Stated exercise
Drop the pictures; give again exactly the lines from the one holding "[locate] calm water" through the end of the data.

Dataset records
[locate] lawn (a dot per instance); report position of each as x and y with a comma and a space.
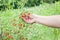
14, 28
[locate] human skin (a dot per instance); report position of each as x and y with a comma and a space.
52, 21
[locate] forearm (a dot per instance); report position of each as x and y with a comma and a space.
53, 21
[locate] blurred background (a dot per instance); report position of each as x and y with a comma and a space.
15, 4
12, 27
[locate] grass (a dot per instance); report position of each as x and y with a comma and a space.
13, 30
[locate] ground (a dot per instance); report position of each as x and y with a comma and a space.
14, 28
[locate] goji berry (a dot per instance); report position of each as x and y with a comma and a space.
14, 24
7, 33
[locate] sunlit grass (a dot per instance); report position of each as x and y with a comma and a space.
13, 30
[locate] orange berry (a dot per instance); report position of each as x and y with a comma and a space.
14, 24
7, 33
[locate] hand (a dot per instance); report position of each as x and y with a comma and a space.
29, 18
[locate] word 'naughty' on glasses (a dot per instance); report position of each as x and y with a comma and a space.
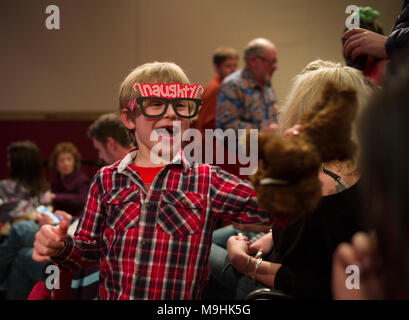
156, 98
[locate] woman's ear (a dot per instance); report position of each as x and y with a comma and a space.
126, 120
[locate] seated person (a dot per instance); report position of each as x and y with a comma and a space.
26, 188
299, 262
70, 186
371, 66
17, 267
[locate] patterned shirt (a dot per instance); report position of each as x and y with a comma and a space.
242, 104
156, 244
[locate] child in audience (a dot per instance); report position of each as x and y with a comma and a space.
70, 186
381, 256
150, 224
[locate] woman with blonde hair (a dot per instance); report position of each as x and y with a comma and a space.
70, 186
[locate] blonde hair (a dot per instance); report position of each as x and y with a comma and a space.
307, 89
154, 72
256, 47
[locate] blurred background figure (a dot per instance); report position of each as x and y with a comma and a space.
26, 188
70, 185
225, 62
371, 66
382, 255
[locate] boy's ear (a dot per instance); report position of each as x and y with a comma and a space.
126, 121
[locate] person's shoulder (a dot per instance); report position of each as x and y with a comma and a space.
233, 79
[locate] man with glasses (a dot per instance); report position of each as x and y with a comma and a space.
246, 97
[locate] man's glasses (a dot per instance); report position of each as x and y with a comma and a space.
274, 61
153, 107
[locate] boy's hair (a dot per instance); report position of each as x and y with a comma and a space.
26, 167
65, 147
307, 90
110, 125
154, 72
221, 54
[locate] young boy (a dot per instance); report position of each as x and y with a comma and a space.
150, 225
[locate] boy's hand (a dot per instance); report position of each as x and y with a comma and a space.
49, 240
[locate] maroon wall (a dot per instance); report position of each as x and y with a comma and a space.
46, 134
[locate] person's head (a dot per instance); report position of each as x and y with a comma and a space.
367, 21
137, 119
110, 137
26, 167
260, 56
65, 158
225, 61
385, 156
307, 89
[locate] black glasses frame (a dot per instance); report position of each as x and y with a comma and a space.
173, 102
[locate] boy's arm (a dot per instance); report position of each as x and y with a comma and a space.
235, 199
83, 249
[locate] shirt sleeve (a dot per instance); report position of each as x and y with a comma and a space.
235, 199
230, 100
84, 249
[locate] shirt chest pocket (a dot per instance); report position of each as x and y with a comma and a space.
123, 209
180, 213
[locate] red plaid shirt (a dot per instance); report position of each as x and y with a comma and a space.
156, 244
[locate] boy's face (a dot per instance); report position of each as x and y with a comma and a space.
163, 126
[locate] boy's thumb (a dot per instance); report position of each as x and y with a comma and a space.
63, 228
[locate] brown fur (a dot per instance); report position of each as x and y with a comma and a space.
325, 136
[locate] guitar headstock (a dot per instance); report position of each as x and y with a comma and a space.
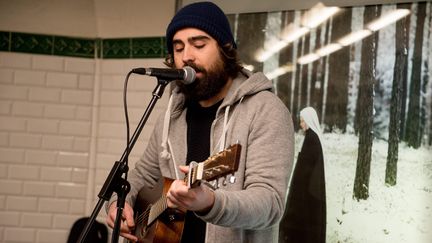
216, 166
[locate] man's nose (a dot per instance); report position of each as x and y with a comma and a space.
188, 55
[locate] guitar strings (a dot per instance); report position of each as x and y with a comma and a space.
141, 217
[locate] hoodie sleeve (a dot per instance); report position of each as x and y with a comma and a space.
260, 203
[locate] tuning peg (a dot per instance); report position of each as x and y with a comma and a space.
224, 181
215, 184
232, 179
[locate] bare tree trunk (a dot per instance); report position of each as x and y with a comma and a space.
337, 89
365, 116
297, 87
250, 23
413, 135
317, 79
399, 74
304, 75
284, 84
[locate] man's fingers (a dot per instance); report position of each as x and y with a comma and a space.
184, 168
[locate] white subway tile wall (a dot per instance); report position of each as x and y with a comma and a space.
62, 127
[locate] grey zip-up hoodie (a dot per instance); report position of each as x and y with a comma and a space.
250, 209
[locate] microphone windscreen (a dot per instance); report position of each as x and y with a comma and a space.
189, 76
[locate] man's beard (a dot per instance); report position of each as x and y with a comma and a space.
209, 85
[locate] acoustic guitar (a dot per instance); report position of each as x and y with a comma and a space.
159, 224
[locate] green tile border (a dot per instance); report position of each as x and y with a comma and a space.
110, 48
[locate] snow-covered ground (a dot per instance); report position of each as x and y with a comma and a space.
402, 213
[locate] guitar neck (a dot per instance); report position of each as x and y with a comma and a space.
157, 209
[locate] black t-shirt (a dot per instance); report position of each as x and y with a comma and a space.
199, 120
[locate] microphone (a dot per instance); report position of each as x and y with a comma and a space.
186, 75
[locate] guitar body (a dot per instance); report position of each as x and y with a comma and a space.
155, 222
168, 227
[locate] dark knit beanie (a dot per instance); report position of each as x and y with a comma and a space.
205, 16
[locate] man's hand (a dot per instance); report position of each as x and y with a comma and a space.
127, 222
199, 199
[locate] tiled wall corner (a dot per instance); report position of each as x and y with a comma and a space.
48, 110
45, 128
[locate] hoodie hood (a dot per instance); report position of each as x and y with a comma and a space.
246, 83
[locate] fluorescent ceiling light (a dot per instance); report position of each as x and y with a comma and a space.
290, 34
249, 67
328, 49
354, 37
387, 19
266, 54
317, 15
306, 59
280, 71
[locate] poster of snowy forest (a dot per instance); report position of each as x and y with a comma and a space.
373, 95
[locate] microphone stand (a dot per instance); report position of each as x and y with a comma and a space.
115, 182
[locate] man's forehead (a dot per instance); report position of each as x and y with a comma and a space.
190, 34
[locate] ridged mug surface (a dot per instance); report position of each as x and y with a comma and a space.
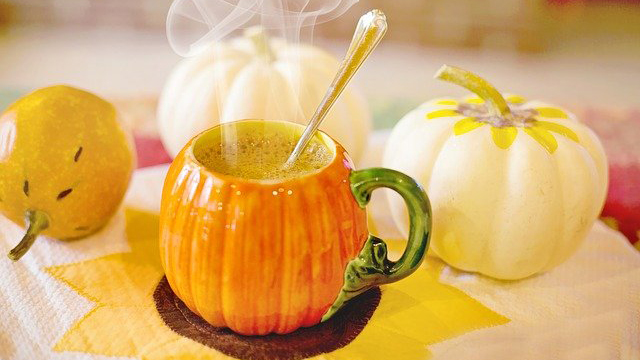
258, 256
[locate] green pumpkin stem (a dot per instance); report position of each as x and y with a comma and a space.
260, 41
496, 104
38, 221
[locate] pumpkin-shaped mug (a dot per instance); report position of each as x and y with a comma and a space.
271, 256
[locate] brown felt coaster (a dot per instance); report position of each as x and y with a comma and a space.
325, 337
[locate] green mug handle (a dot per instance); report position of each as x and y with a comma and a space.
372, 267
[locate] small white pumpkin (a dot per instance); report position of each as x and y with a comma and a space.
253, 77
514, 185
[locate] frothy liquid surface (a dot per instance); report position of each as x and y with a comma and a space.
263, 157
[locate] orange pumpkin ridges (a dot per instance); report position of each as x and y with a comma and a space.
263, 269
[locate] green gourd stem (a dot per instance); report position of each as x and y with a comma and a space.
496, 104
38, 221
260, 41
372, 266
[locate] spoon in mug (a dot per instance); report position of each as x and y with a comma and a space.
370, 30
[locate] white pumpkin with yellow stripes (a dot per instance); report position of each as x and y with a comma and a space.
515, 185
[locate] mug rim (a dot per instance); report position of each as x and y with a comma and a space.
189, 154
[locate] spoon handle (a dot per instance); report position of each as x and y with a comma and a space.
370, 30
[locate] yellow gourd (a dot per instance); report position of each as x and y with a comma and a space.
65, 164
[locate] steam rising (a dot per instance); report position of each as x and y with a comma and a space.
192, 25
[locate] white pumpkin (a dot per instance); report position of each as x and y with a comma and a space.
252, 77
514, 185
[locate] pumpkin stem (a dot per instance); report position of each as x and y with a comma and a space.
260, 41
38, 221
496, 104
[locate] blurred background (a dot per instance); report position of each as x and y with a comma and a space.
567, 51
581, 54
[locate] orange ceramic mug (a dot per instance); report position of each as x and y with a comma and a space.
263, 256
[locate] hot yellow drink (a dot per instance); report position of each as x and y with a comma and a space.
250, 153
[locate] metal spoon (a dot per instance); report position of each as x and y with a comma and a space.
370, 30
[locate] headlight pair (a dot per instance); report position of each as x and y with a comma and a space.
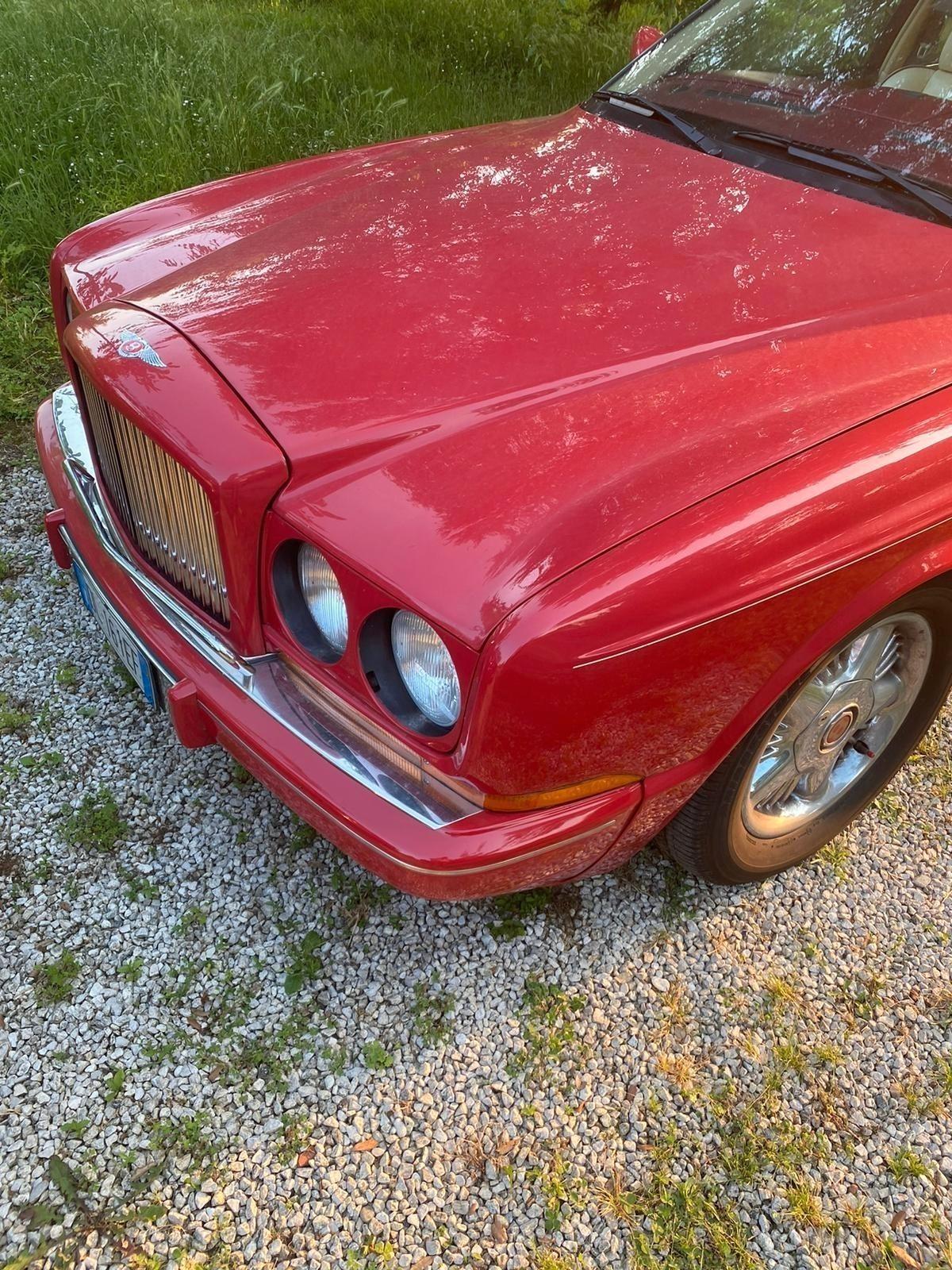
420, 657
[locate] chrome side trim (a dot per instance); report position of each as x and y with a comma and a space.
262, 679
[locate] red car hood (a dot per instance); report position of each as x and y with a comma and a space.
494, 355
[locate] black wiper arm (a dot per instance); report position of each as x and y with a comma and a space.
854, 164
698, 139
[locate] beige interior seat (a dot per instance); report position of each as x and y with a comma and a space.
927, 80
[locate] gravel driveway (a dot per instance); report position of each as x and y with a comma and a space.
224, 1045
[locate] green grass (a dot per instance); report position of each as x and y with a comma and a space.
54, 981
95, 823
105, 105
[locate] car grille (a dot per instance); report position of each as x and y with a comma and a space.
164, 510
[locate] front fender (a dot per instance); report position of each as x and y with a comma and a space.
657, 658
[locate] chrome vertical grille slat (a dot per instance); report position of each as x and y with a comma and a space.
162, 506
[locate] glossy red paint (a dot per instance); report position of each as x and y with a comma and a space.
639, 457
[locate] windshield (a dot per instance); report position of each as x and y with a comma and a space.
869, 76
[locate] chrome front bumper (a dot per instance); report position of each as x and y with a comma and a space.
314, 719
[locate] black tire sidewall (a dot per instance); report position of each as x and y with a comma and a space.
738, 856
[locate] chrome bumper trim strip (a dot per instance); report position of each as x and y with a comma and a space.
263, 679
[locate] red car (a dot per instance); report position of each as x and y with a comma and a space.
505, 498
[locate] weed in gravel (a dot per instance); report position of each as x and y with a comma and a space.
192, 920
336, 1058
54, 981
270, 1058
905, 1165
361, 897
516, 910
371, 1254
295, 1138
13, 718
431, 1010
692, 1223
131, 971
943, 1076
560, 1187
302, 837
95, 823
50, 761
890, 806
187, 1140
10, 567
554, 1259
114, 1085
547, 1028
305, 962
137, 886
805, 1206
676, 906
862, 995
10, 865
67, 675
838, 856
376, 1058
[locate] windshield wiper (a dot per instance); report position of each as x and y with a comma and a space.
698, 139
854, 165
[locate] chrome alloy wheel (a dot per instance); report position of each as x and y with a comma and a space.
838, 725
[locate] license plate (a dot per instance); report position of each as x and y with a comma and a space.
120, 637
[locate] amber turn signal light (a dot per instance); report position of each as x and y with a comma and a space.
555, 798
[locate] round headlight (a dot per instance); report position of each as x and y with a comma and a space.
323, 596
427, 668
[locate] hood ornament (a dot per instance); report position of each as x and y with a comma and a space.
133, 346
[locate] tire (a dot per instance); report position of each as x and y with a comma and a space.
725, 836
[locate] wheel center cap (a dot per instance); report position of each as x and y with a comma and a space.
838, 729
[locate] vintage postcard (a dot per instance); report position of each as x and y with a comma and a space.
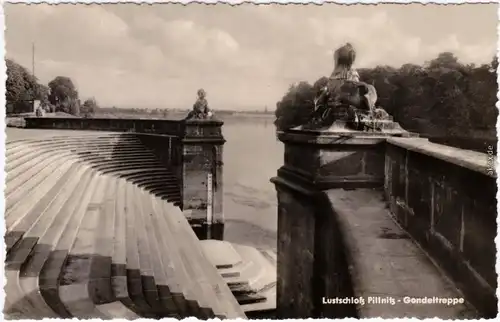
250, 161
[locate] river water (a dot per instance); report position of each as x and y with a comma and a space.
252, 155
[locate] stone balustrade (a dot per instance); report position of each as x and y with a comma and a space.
360, 213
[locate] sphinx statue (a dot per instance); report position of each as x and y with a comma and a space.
200, 108
345, 97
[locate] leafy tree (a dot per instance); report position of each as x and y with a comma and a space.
295, 107
89, 107
443, 97
62, 91
21, 87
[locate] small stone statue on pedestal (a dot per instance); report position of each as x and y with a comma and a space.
345, 98
200, 108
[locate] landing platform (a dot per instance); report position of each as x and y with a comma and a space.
387, 263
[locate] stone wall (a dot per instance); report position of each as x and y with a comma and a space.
191, 149
156, 126
446, 199
202, 155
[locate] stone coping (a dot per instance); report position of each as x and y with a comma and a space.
469, 159
386, 264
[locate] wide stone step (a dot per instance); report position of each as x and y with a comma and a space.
91, 234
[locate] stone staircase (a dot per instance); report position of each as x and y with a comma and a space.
93, 231
249, 272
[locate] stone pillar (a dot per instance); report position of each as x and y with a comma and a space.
312, 263
202, 177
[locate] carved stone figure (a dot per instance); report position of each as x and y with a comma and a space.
200, 108
345, 97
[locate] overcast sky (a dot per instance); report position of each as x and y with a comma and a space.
244, 56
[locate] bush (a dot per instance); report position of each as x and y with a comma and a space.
441, 98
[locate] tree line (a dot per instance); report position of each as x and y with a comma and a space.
442, 97
59, 95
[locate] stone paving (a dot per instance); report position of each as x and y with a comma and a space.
388, 264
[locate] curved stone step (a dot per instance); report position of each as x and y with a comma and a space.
90, 235
30, 275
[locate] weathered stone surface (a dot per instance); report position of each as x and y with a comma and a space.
445, 198
446, 203
98, 237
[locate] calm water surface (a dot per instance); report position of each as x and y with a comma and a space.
252, 155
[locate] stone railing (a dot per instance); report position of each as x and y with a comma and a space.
192, 150
445, 198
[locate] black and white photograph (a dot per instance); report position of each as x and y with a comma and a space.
250, 161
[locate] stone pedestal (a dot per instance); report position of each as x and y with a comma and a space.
312, 265
202, 177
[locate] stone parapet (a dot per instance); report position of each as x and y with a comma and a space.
191, 149
445, 198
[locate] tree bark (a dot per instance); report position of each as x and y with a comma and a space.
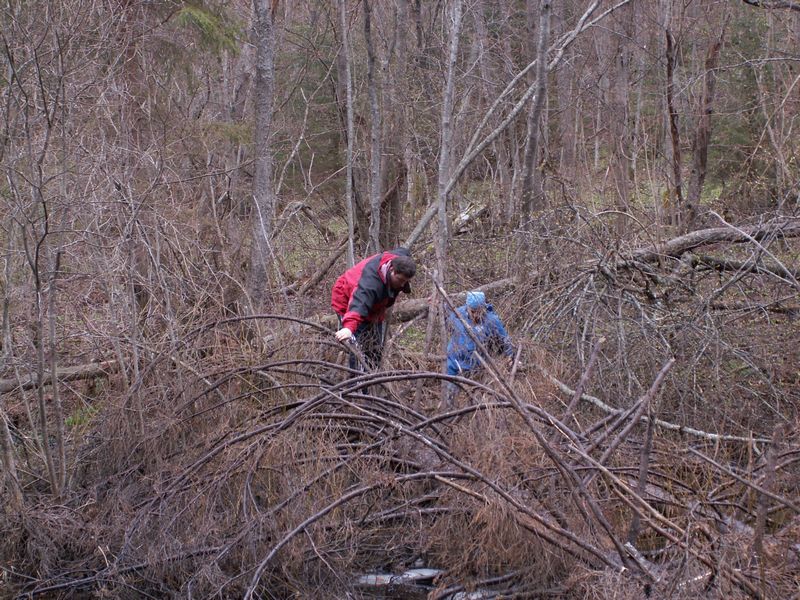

Correct answer
[locate] calm water surface (a dot per instance); report position of each as x and y with a comma and a space.
252, 155
[locate] stone railing (a dot per instance); report position of each as x and y with a comma and a space.
192, 150
445, 198
[locate] black and white photograph (a dot per instance); report position of each as x and y with a comma and a space.
250, 161
[locate] stone pedestal (a dot per instance); report position of each as x and y with a comma and a space.
312, 265
202, 177
[locate] stone parapet (a dot per instance); report position of each as x and y with a comma and a space.
191, 149
445, 198
[locate] tree bark (a dot per instance); report position of each as x and y with a comma and a space.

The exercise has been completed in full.